Schreib alle folgenden Einträge Zeile für Zeile genau ab, aber lass die Bilder dabei weg.

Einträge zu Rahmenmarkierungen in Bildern
========================================

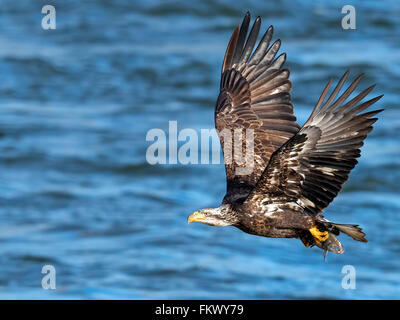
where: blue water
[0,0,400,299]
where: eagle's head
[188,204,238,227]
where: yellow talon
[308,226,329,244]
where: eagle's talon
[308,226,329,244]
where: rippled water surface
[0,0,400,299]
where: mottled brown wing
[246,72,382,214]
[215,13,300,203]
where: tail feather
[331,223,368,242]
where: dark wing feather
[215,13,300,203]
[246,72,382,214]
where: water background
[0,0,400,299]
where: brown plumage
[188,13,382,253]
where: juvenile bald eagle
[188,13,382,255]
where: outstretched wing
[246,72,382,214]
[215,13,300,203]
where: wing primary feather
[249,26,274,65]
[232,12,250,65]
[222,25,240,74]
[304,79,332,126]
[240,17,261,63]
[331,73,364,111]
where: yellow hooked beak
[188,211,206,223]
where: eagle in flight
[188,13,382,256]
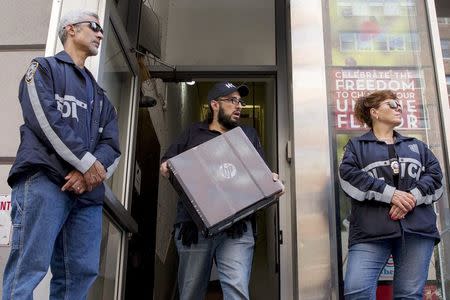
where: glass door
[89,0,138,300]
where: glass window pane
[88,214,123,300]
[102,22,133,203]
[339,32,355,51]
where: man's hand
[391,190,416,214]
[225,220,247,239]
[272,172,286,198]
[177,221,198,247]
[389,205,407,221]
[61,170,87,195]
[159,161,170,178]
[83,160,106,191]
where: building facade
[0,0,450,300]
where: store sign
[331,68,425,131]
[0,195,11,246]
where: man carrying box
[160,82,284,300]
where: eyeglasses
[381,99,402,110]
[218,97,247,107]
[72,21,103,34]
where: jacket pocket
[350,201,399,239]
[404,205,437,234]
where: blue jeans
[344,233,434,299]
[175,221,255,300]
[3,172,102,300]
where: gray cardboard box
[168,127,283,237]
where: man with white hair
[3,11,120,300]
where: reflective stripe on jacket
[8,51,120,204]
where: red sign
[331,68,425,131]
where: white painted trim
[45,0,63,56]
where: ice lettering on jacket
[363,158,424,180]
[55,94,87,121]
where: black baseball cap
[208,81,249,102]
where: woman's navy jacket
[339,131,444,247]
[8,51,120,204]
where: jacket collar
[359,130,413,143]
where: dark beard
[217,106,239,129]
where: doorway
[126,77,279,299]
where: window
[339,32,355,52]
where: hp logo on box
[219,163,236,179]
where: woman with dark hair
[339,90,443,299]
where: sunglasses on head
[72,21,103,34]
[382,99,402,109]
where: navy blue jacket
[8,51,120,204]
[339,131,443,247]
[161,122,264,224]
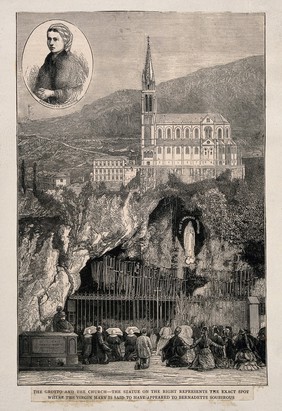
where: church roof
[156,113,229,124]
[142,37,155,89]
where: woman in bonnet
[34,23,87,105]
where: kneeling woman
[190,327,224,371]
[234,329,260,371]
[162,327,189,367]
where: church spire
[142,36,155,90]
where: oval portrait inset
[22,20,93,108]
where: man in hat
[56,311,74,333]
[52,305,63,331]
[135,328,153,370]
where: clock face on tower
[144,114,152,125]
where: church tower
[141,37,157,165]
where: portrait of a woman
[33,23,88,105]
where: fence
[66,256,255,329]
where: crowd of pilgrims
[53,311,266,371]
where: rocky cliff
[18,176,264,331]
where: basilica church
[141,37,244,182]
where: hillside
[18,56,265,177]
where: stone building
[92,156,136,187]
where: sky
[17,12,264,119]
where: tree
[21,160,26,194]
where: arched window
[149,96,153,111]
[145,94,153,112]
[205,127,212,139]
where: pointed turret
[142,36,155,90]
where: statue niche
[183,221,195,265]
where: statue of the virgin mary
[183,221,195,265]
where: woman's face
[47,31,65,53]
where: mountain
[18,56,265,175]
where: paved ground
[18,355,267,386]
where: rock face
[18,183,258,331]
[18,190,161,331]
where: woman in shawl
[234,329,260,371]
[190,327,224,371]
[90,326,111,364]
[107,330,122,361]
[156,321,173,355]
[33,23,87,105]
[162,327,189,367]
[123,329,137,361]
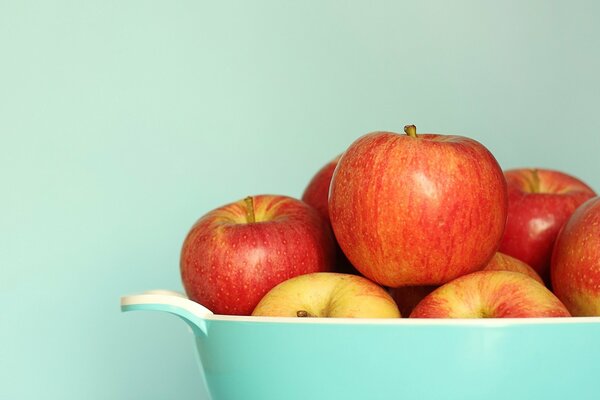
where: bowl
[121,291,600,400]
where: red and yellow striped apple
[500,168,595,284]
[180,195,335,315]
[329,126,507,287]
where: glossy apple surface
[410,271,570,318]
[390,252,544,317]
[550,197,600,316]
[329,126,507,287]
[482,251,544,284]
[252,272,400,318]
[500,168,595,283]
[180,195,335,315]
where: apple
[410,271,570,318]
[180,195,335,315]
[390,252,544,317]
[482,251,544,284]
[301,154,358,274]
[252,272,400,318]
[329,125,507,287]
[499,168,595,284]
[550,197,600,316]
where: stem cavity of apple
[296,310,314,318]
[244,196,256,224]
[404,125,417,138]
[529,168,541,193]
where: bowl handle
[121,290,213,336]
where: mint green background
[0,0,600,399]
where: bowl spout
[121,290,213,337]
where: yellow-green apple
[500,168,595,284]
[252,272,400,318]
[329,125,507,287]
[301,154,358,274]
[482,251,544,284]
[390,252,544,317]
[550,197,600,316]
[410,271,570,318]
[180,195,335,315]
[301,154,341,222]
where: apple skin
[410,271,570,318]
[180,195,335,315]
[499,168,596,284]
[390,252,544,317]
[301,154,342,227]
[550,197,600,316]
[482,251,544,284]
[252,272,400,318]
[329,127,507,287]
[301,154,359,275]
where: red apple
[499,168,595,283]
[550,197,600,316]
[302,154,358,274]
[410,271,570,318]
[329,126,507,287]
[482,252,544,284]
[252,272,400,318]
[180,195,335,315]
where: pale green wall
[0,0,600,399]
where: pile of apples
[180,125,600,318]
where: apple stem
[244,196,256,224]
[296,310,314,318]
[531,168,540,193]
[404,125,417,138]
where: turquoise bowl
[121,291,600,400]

========================================

* [Deine Antwort]
where: blue water
[0,0,400,299]
where: eagle's head
[188,204,238,227]
where: yellow talon
[308,226,329,244]
where: eagle's talon
[308,226,329,244]
where: rippled water surface
[0,0,400,299]
where: mottled brown wing
[246,72,382,214]
[215,13,300,203]
where: tail feather
[331,223,368,242]
where: dark wing feather
[215,13,300,203]
[246,72,382,214]
where: water background
[0,0,400,299]
where: brown plumage
[188,13,382,253]
where: juvenile bald eagle
[188,13,382,255]
where: outstretched wing
[246,72,382,214]
[215,13,300,203]
where: wing primary feather
[249,26,274,65]
[232,12,250,65]
[222,25,240,74]
[304,79,332,126]
[240,17,261,63]
[331,73,364,111]
where: yellow hooked beak
[188,211,206,223]
where: eagle in flight
[188,13,382,256]
where: glass door
[89,0,138,300]
where: glass window pane
[88,214,123,300]
[102,22,133,203]
[339,32,355,51]
where: man's hand
[391,190,416,214]
[225,220,247,239]
[272,172,286,198]
[177,221,198,247]
[389,205,407,221]
[61,170,87,195]
[159,161,170,178]
[83,160,106,191]
where: building facade
[0,0,450,300]
where: store sign
[331,68,425,131]
[0,195,11,246]
where: man carrying box
[160,82,284,300]
where: eyeglasses
[381,99,402,110]
[218,97,247,107]
[72,21,103,34]
where: jacket pocket
[350,201,399,239]
[404,205,437,234]
where: blue jeans
[344,233,434,299]
[175,221,255,300]
[3,172,102,300]
where: gray cardboard box
[168,127,283,237]
where: man with white hair
[3,11,120,300]
where: reflective stripe on jacket
[8,51,120,204]
where: red sign
[331,68,425,131]
where: white painted trim
[45,0,63,56]
where: ice lettering on jacket
[363,158,424,180]
[55,94,87,121]
where: black baseball cap
[208,81,249,102]
where: woman's navy jacket
[339,131,444,247]
[8,51,120,204]
where: jacket collar
[359,130,413,143]
where: dark beard
[217,106,239,129]
where: doorway
[126,77,279,299]
where: window
[339,32,355,52]
where: hp logo on box
[219,163,236,179]
where: woman with dark hair
[339,90,443,299]
where: sunglasses on head
[72,21,103,34]
[382,99,402,109]
where: navy blue jacket
[8,51,120,204]
[339,131,443,247]
[161,122,264,224]
where: church roof
[156,113,229,124]
[142,37,155,89]
where: woman in bonnet
[34,23,87,105]
where: kneeling woman
[190,327,224,371]
[234,329,260,371]
[162,327,189,367]
where: church spire
[142,36,155,90]
where: oval portrait inset
[22,20,93,108]
where: man in hat
[56,311,74,333]
[52,305,63,331]
[135,328,153,370]
where: clock face on tower
[144,114,152,125]
where: church tower
[141,37,157,165]
where: portrait of a woman
[33,23,88,105]
where: fence
[66,256,255,329]
where: crowd of pilgrims
[53,311,266,371]
where: rocky cliff
[18,176,264,331]
where: basilica church
[141,37,244,182]
where: hillside
[18,56,265,177]
where: stone building
[92,156,136,187]
where: sky
[17,12,264,119]
where: tree
[21,160,26,194]
where: arched window
[149,96,153,111]
[145,94,153,112]
[205,127,212,139]
where: pointed turret
[142,36,155,90]
where: statue niche
[183,221,195,265]
where: statue of the virgin mary
[183,221,195,265]
where: woman's face
[47,31,65,53]
where: mountain
[18,56,265,175]
where: paved ground
[18,355,267,386]
where: rock face
[18,183,258,331]
[18,190,161,331]
where: woman in shawl
[234,329,260,371]
[190,327,224,371]
[90,326,111,364]
[107,330,122,361]
[156,321,173,355]
[33,23,87,105]
[162,327,189,367]
[123,329,137,361]
where: bowl
[121,291,600,400]
where: red and yellow striped apple
[500,168,595,284]
[180,195,335,315]
[329,126,507,287]
where: glossy apple surface
[410,271,570,318]
[390,252,544,317]
[550,197,600,316]
[329,126,507,287]
[482,251,544,284]
[252,272,400,318]
[500,168,595,283]
[180,195,335,315]
where: apple
[410,271,570,318]
[180,195,335,315]
[390,252,544,317]
[482,251,544,284]
[301,154,358,274]
[252,272,400,318]
[329,125,507,287]
[499,168,595,284]
[550,197,600,316]
where: stem cavity of apple
[296,310,314,318]
[244,196,256,224]
[404,125,417,138]
[529,168,541,193]
where: bowl handle
[121,290,213,336]
where: mint green background
[0,0,600,399]
where: bowl spout
[121,290,213,337]
where: yellow-green apple
[500,168,595,284]
[252,272,400,318]
[329,125,507,287]
[301,154,358,274]
[482,251,544,284]
[390,252,544,317]
[550,197,600,316]
[410,271,570,318]
[180,195,335,315]
[301,154,341,222]
where: apple skin
[410,271,570,318]
[180,195,335,315]
[499,168,596,284]
[390,252,544,317]
[301,154,342,227]
[550,197,600,316]
[482,251,544,284]
[252,272,400,318]
[329,127,507,287]
[301,154,359,275]
where: red apple
[499,168,595,283]
[550,197,600,316]
[302,154,358,274]
[410,271,570,318]
[329,126,507,287]
[482,252,544,284]
[252,272,400,318]
[180,195,335,315]
where: pale green wall
[0,0,600,399]
where: pile of apples
[180,125,600,318]
where: apple stem
[244,196,256,224]
[296,310,314,318]
[531,168,540,193]
[404,125,417,138]
where: turquoise bowl
[121,291,600,400]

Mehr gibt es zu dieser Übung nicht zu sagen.